Short problem -
Write down every one of the entries below word for word, leaving out the pictures.

Dataset entries -
.....

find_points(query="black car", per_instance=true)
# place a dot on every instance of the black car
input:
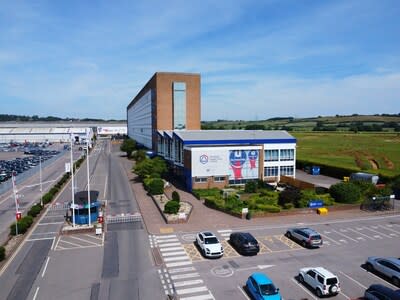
(244, 243)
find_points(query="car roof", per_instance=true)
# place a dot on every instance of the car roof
(261, 278)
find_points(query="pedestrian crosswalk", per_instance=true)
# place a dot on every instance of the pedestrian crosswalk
(178, 275)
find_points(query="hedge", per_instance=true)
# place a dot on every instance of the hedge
(172, 207)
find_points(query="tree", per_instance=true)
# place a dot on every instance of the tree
(128, 146)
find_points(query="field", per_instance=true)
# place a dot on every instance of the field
(377, 153)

.....

Answer to this problem -
find_points(query="black car", per_instance=true)
# place a dot on every instance of the black car
input:
(244, 243)
find_points(query="car roof", per_instance=true)
# place a dot on every instance of the car roof
(261, 278)
find_points(query="pedestrian crosswalk", per_instance=true)
# place a dot on every instance of the pedestrian crosswalk
(178, 275)
find_points(query="hedge", per_instance=true)
# place a dot on every instance of the hedge
(172, 207)
find_points(query="tree", per_instance=true)
# place a dot on every instance of the tree
(128, 146)
find_points(query="field", per_instance=true)
# place a dot on every instance of the field
(377, 153)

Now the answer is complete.